▸ Required task:
Convert the records between the line containing "Which spot sits on each instance of the metal chain" and the line containing "x=190 y=431", inclusive, into a Markdown table with the columns Row and Line. Skip any blank lines.
=== Data lines ===
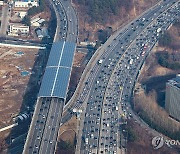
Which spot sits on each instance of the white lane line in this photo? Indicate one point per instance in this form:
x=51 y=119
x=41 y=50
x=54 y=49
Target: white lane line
x=58 y=66
x=58 y=69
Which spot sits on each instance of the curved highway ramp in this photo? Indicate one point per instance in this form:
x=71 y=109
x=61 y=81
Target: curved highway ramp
x=46 y=120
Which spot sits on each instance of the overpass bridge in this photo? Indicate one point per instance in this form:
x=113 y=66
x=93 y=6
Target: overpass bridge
x=46 y=119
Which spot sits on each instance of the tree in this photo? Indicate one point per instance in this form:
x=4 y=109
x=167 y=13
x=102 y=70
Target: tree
x=165 y=39
x=26 y=20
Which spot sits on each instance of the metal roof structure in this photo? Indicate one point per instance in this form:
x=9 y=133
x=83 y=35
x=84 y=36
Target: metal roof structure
x=58 y=69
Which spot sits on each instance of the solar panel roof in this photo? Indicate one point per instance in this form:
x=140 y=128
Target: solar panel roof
x=57 y=74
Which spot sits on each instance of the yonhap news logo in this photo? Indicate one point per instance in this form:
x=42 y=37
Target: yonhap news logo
x=159 y=141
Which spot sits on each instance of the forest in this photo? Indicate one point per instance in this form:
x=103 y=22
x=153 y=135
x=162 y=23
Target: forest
x=99 y=10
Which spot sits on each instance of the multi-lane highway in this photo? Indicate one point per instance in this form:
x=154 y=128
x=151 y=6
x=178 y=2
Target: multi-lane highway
x=45 y=123
x=110 y=83
x=68 y=28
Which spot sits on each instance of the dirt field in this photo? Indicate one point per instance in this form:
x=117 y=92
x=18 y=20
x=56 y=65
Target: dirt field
x=88 y=30
x=12 y=83
x=67 y=134
x=78 y=59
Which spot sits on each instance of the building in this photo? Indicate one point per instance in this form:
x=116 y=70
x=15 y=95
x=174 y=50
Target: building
x=18 y=29
x=26 y=3
x=172 y=102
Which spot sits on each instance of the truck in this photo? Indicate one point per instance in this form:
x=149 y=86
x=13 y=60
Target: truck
x=131 y=61
x=21 y=117
x=100 y=61
x=86 y=140
x=158 y=30
x=143 y=19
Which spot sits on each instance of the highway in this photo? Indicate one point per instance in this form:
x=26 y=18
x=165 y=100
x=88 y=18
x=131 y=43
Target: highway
x=43 y=131
x=68 y=28
x=127 y=51
x=5 y=20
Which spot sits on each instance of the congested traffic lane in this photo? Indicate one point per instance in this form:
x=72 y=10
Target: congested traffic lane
x=94 y=93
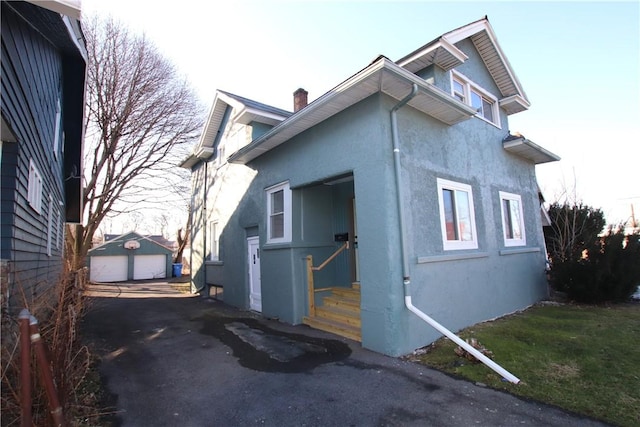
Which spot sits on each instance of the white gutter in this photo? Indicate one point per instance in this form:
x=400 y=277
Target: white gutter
x=405 y=262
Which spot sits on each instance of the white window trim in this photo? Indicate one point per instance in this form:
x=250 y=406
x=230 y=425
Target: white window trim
x=56 y=136
x=287 y=212
x=512 y=197
x=34 y=190
x=214 y=240
x=59 y=228
x=470 y=84
x=450 y=245
x=50 y=226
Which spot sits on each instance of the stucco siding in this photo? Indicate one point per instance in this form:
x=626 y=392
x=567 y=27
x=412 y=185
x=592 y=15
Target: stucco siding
x=462 y=287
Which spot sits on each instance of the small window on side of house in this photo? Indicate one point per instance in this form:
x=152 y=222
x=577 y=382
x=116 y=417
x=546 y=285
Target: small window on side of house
x=485 y=104
x=34 y=189
x=457 y=215
x=56 y=135
x=279 y=213
x=512 y=219
x=214 y=238
x=50 y=227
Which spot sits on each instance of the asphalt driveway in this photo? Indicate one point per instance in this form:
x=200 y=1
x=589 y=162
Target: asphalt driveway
x=171 y=359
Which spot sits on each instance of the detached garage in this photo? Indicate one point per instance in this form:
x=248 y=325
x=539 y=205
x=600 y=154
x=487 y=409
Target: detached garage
x=129 y=257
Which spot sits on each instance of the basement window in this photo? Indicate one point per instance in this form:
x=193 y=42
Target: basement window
x=457 y=216
x=34 y=191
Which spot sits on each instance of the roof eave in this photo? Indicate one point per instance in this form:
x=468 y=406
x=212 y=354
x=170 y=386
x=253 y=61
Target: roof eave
x=529 y=150
x=514 y=104
x=364 y=80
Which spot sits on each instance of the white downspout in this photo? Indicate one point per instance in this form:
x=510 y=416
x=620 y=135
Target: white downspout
x=405 y=261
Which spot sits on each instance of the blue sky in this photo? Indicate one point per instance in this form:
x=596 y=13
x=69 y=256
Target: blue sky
x=578 y=62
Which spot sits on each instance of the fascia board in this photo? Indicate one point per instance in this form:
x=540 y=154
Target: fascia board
x=467 y=31
x=530 y=150
x=254 y=149
x=505 y=61
x=70 y=8
x=213 y=123
x=248 y=115
x=443 y=43
x=304 y=113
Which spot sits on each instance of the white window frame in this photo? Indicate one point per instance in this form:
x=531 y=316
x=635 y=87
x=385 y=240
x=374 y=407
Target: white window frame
x=506 y=229
x=56 y=136
x=59 y=228
x=214 y=240
x=459 y=243
x=469 y=86
x=34 y=189
x=50 y=226
x=286 y=237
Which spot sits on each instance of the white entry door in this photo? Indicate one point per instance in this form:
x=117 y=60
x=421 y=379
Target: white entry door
x=255 y=290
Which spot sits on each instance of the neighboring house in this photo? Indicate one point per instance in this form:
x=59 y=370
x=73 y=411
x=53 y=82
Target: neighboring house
x=158 y=238
x=43 y=84
x=130 y=256
x=409 y=166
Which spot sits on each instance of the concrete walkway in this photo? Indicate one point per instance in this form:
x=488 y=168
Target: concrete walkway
x=171 y=359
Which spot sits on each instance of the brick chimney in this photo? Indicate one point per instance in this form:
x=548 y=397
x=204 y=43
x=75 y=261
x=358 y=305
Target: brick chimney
x=299 y=99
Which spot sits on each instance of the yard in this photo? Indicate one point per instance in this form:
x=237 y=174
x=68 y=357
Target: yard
x=585 y=359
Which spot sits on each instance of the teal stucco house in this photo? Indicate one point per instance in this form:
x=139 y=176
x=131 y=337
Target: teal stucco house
x=400 y=191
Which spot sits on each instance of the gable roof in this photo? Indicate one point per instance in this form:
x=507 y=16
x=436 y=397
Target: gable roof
x=443 y=53
x=383 y=75
x=394 y=79
x=245 y=111
x=120 y=240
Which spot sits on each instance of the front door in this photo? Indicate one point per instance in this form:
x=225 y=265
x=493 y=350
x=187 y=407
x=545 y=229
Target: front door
x=255 y=290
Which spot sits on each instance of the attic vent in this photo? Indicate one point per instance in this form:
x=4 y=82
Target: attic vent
x=299 y=99
x=131 y=244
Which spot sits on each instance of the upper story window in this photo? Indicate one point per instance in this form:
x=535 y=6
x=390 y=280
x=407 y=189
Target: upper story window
x=457 y=216
x=512 y=219
x=464 y=90
x=34 y=190
x=279 y=213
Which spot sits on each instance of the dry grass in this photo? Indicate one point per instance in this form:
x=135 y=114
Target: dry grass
x=58 y=312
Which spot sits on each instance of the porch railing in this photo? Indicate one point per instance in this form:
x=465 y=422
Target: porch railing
x=311 y=290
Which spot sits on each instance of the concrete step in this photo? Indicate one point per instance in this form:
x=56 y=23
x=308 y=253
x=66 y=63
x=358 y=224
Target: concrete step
x=348 y=317
x=334 y=327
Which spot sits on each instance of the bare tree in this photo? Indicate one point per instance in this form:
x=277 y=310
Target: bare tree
x=140 y=113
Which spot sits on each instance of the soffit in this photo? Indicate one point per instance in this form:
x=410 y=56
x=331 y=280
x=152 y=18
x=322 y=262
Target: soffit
x=381 y=76
x=529 y=150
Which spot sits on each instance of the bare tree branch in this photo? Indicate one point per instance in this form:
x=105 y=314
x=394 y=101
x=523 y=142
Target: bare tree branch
x=140 y=113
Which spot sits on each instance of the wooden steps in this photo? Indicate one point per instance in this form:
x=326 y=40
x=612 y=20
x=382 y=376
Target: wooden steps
x=339 y=313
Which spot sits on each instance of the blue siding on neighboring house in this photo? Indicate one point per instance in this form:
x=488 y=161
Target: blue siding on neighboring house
x=34 y=57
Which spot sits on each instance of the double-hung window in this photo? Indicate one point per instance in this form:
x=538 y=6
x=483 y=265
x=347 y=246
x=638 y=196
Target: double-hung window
x=50 y=226
x=34 y=191
x=512 y=219
x=279 y=213
x=485 y=104
x=457 y=216
x=214 y=239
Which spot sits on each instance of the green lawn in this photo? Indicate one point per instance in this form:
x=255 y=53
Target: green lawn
x=585 y=359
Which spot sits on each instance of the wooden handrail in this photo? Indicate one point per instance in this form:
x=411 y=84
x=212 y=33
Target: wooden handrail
x=331 y=258
x=310 y=269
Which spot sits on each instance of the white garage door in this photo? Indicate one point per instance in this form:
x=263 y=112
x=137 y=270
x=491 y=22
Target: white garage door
x=108 y=268
x=149 y=267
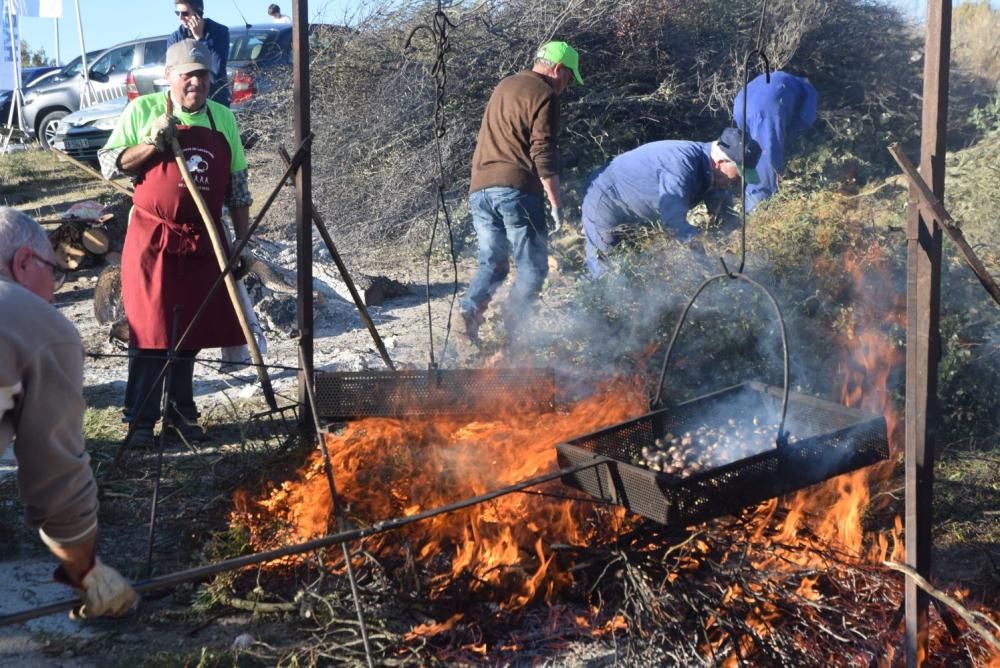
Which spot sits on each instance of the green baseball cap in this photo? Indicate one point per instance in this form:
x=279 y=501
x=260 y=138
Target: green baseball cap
x=561 y=53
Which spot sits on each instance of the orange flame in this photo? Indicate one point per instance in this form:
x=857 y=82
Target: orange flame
x=387 y=468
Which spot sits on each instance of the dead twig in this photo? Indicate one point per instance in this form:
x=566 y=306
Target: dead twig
x=939 y=595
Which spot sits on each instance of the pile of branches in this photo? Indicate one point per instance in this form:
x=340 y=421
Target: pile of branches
x=654 y=69
x=729 y=591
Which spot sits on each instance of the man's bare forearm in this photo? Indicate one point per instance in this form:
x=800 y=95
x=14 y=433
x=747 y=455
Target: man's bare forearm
x=241 y=221
x=551 y=186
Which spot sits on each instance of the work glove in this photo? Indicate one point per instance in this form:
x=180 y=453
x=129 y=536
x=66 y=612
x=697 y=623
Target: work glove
x=103 y=590
x=556 y=213
x=162 y=133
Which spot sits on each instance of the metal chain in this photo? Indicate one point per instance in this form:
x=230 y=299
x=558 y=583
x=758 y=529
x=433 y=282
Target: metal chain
x=438 y=29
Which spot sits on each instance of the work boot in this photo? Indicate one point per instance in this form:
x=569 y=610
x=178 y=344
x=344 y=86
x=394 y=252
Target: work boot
x=190 y=431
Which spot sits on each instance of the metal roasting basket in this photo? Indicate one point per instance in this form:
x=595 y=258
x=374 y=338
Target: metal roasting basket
x=434 y=392
x=830 y=439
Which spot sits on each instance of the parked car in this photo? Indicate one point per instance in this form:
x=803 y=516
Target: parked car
x=83 y=132
x=254 y=53
x=29 y=75
x=50 y=101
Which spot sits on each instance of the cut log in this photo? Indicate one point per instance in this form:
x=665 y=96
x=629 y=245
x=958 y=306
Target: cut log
x=96 y=241
x=108 y=306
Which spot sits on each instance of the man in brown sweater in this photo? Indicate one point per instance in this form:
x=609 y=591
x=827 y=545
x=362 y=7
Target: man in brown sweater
x=41 y=412
x=515 y=165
===
▸ Task answer:
| Row | Line |
|---|---|
| 1 | Which spot sits on each instance of the metal chain in this photo? Indicate one point per instance in this form: |
| 2 | x=230 y=299 |
| 3 | x=558 y=583 |
| 4 | x=758 y=529 |
| 5 | x=433 y=282 |
| 6 | Target: metal chain |
| 7 | x=438 y=29 |
| 8 | Which spot sits on each instance of the work boot in this photo? Indicate one point per instance in this form: |
| 9 | x=569 y=610 |
| 10 | x=178 y=344 |
| 11 | x=344 y=86 |
| 12 | x=394 y=252 |
| 13 | Target: work boot |
| 14 | x=190 y=431 |